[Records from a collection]
※
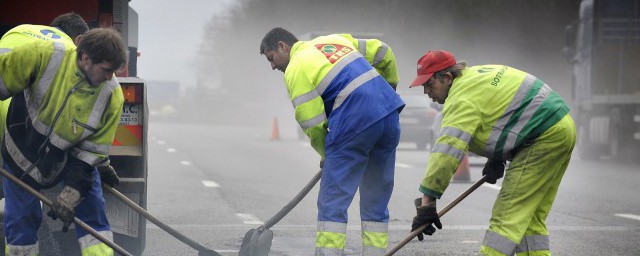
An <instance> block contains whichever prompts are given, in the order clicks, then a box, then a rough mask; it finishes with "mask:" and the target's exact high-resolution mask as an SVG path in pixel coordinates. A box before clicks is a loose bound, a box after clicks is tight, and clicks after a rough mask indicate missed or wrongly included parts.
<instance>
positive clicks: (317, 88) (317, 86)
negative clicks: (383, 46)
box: [316, 52, 362, 95]
mask: <svg viewBox="0 0 640 256" xmlns="http://www.w3.org/2000/svg"><path fill="white" fill-rule="evenodd" d="M360 57H362V54H360V53H359V52H354V53H352V54H347V56H344V57H342V60H340V61H339V62H338V64H336V65H335V66H333V68H331V70H329V72H328V73H327V74H326V75H325V76H324V77H323V78H322V81H320V83H319V84H318V86H316V91H318V94H320V95H322V93H324V90H326V89H327V87H328V86H329V84H331V82H332V81H333V79H334V78H336V76H337V75H338V73H340V71H342V69H344V67H346V66H347V65H349V63H351V62H352V61H354V60H356V59H358V58H360Z"/></svg>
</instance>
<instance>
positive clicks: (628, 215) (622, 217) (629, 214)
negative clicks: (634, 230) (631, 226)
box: [614, 213, 640, 220]
mask: <svg viewBox="0 0 640 256" xmlns="http://www.w3.org/2000/svg"><path fill="white" fill-rule="evenodd" d="M614 215H615V216H618V217H622V218H627V219H632V220H640V215H635V214H626V213H616V214H614Z"/></svg>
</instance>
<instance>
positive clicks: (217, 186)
mask: <svg viewBox="0 0 640 256" xmlns="http://www.w3.org/2000/svg"><path fill="white" fill-rule="evenodd" d="M202 184H203V185H204V186H205V187H208V188H219V187H220V184H218V183H216V182H215V181H212V180H203V181H202Z"/></svg>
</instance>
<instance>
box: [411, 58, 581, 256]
mask: <svg viewBox="0 0 640 256" xmlns="http://www.w3.org/2000/svg"><path fill="white" fill-rule="evenodd" d="M416 86H422V87H423V89H424V93H425V94H427V95H429V97H430V98H431V99H432V100H433V101H436V102H438V103H441V104H444V107H443V112H442V113H443V120H442V129H441V131H440V134H439V137H438V139H437V141H436V143H435V146H434V147H433V149H432V151H431V154H430V156H429V161H428V166H427V173H426V176H425V178H424V179H423V180H422V182H421V184H420V192H422V193H423V196H422V198H417V199H416V200H415V201H414V203H415V205H416V208H417V212H418V214H417V216H416V217H415V218H414V219H413V224H412V230H416V229H417V228H419V227H421V226H422V225H425V224H429V223H433V225H435V226H436V227H438V228H442V224H441V223H440V219H439V218H438V214H437V211H436V199H439V198H440V197H441V196H442V194H443V193H444V191H445V189H446V188H447V186H448V185H449V181H450V180H451V177H452V176H453V174H454V173H455V171H456V168H457V167H458V165H459V164H460V161H461V160H462V158H463V156H464V154H466V153H467V151H471V152H473V153H476V154H478V155H482V156H485V157H487V158H488V159H489V161H487V163H486V164H485V167H484V169H483V171H482V174H483V175H486V176H487V182H489V183H491V184H495V182H496V180H497V179H500V178H502V176H503V175H504V176H505V179H504V181H503V182H502V189H501V190H500V193H499V194H498V198H497V199H496V202H495V204H494V206H493V212H492V216H491V219H490V221H489V230H487V232H486V234H485V237H484V241H483V242H482V245H481V247H480V253H481V254H483V255H514V254H515V253H519V254H520V253H523V254H527V255H528V253H536V255H551V252H550V250H549V233H548V231H547V227H546V224H545V220H546V218H547V216H548V214H549V211H550V209H551V206H552V204H553V201H554V199H555V195H556V192H557V191H558V186H559V185H560V181H561V180H562V176H563V174H564V172H565V170H566V168H567V165H568V164H569V159H570V158H571V152H572V151H573V147H574V145H575V139H576V128H575V125H574V123H573V120H572V119H571V117H570V116H569V114H568V113H569V108H568V107H567V105H566V104H565V102H564V100H563V99H562V98H561V97H560V95H558V94H557V93H556V92H554V91H553V90H551V88H550V87H549V86H548V85H547V84H545V83H544V82H543V81H541V80H540V79H538V78H536V77H535V76H533V75H531V74H528V73H526V72H523V71H520V70H517V69H515V68H512V67H508V66H503V65H480V66H473V67H466V64H465V63H464V62H461V63H458V62H456V59H455V58H454V57H453V55H452V54H451V53H449V52H446V51H429V52H427V53H426V54H425V55H424V56H422V57H421V58H420V59H419V60H418V76H417V77H416V79H415V80H414V81H413V83H411V86H410V87H416ZM507 161H508V162H510V164H509V166H508V168H507V170H506V175H505V171H504V168H505V162H507ZM433 225H430V226H429V227H428V228H426V229H425V230H424V232H423V233H424V234H427V235H432V234H433V232H435V228H434V227H433ZM418 239H419V240H422V239H423V235H422V234H420V235H419V236H418Z"/></svg>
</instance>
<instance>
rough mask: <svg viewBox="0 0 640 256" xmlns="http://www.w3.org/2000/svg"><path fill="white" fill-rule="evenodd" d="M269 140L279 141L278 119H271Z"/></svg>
mask: <svg viewBox="0 0 640 256" xmlns="http://www.w3.org/2000/svg"><path fill="white" fill-rule="evenodd" d="M271 140H280V131H279V130H278V118H276V117H273V125H271Z"/></svg>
※
■ **WHAT THE EXERCISE ASKS**:
Each of the entries above must be copied exactly, but the pictures stay out.

■ **WRITTEN REPLY**:
An <instance> block contains whichever prompts are given, in the order clicks, then a box, then a rough mask; it finishes with "mask:" and the target's exact high-resolution mask as an SVG path in pixel coordinates. A box before clicks is a loose bound, a box after clicks is tight, and clicks after a rough mask indicate missed or wrongly included parts.
<instance>
positive clicks: (317, 88) (317, 86)
negative clicks: (383, 46)
box: [316, 52, 362, 95]
mask: <svg viewBox="0 0 640 256" xmlns="http://www.w3.org/2000/svg"><path fill="white" fill-rule="evenodd" d="M360 57H362V54H360V53H359V52H354V53H352V54H347V56H344V57H342V60H340V61H339V62H338V64H336V65H335V66H333V68H331V70H329V72H328V73H327V74H326V75H325V76H324V77H323V78H322V81H320V83H319V84H318V86H316V91H318V94H320V95H322V93H324V90H326V89H327V87H328V86H329V84H331V82H332V81H333V79H334V78H336V76H337V75H338V73H340V71H342V69H344V67H346V66H347V65H349V63H351V62H352V61H354V60H356V59H358V58H360Z"/></svg>
</instance>
<instance>
positive clicks: (628, 215) (622, 217) (629, 214)
negative clicks: (634, 230) (631, 226)
box: [614, 213, 640, 220]
mask: <svg viewBox="0 0 640 256" xmlns="http://www.w3.org/2000/svg"><path fill="white" fill-rule="evenodd" d="M614 215H615V216H618V217H622V218H627V219H632V220H640V215H635V214H626V213H616V214H614Z"/></svg>
</instance>
<instance>
positive clicks: (217, 186)
mask: <svg viewBox="0 0 640 256" xmlns="http://www.w3.org/2000/svg"><path fill="white" fill-rule="evenodd" d="M202 184H203V185H204V186H205V187H208V188H219V187H220V184H218V183H216V182H215V181H212V180H203V181H202Z"/></svg>
</instance>
<instance>
box: [411, 58, 581, 256]
mask: <svg viewBox="0 0 640 256" xmlns="http://www.w3.org/2000/svg"><path fill="white" fill-rule="evenodd" d="M416 86H422V87H423V89H424V93H425V94H427V95H429V97H430V98H431V99H432V100H433V101H436V102H438V103H441V104H444V107H443V112H442V113H443V120H442V129H441V131H440V134H439V137H438V139H437V141H436V143H435V146H434V147H433V149H432V151H431V154H430V156H429V161H428V166H427V173H426V176H425V178H424V179H423V180H422V182H421V184H420V192H422V193H423V196H422V198H417V199H416V200H415V201H414V203H415V205H416V208H417V212H418V214H417V216H416V217H415V218H414V219H413V224H412V230H416V229H417V228H419V227H421V226H422V225H425V224H429V223H433V225H435V226H436V227H438V228H442V224H441V223H440V219H439V218H438V214H437V211H436V199H439V198H440V197H441V196H442V194H443V193H444V191H445V189H446V188H447V186H448V185H449V181H450V180H451V177H452V176H453V174H454V173H455V171H456V168H457V167H458V165H459V164H460V161H461V160H462V158H463V156H464V154H466V153H467V151H471V152H473V153H476V154H478V155H482V156H485V157H487V158H488V159H489V161H487V163H486V164H485V167H484V169H483V171H482V174H483V175H486V176H487V182H489V183H491V184H495V182H496V180H497V179H500V178H502V176H503V175H504V176H505V179H504V181H503V182H502V189H501V190H500V193H499V194H498V198H497V199H496V202H495V204H494V206H493V212H492V216H491V219H490V221H489V230H487V232H486V234H485V237H484V241H483V242H482V245H481V247H480V253H481V254H483V255H514V254H515V253H519V254H520V253H523V254H527V255H528V253H536V255H551V252H550V250H549V233H548V231H547V227H546V224H545V220H546V218H547V216H548V214H549V211H550V209H551V206H552V204H553V201H554V199H555V195H556V192H557V191H558V186H559V185H560V181H561V180H562V176H563V174H564V172H565V170H566V168H567V165H568V164H569V159H570V158H571V152H572V151H573V147H574V145H575V139H576V128H575V125H574V123H573V120H572V119H571V117H570V116H569V114H568V113H569V108H568V107H567V105H566V104H565V102H564V100H563V99H562V98H561V97H560V95H558V94H557V93H556V92H554V91H553V90H551V88H550V87H549V86H548V85H547V84H545V83H544V82H543V81H541V80H540V79H538V78H536V77H535V76H533V75H531V74H528V73H526V72H523V71H520V70H517V69H515V68H512V67H508V66H503V65H480V66H473V67H466V64H465V63H464V62H461V63H458V62H456V59H455V58H454V57H453V55H452V54H451V53H449V52H446V51H429V52H427V53H426V54H425V55H424V56H422V57H421V58H420V59H419V60H418V76H417V77H416V79H415V80H414V81H413V83H411V86H410V87H416ZM507 161H508V162H510V164H509V166H508V168H507V170H506V175H505V171H504V168H505V162H507ZM433 225H430V226H429V227H428V228H426V229H425V230H424V232H423V233H424V234H427V235H432V234H433V232H435V228H434V227H433ZM418 239H419V240H422V239H423V235H422V234H420V235H419V236H418Z"/></svg>
</instance>
<instance>
rough mask: <svg viewBox="0 0 640 256" xmlns="http://www.w3.org/2000/svg"><path fill="white" fill-rule="evenodd" d="M269 140L279 141L278 119H271Z"/></svg>
mask: <svg viewBox="0 0 640 256" xmlns="http://www.w3.org/2000/svg"><path fill="white" fill-rule="evenodd" d="M271 140H280V131H279V130H278V118H276V117H273V125H271Z"/></svg>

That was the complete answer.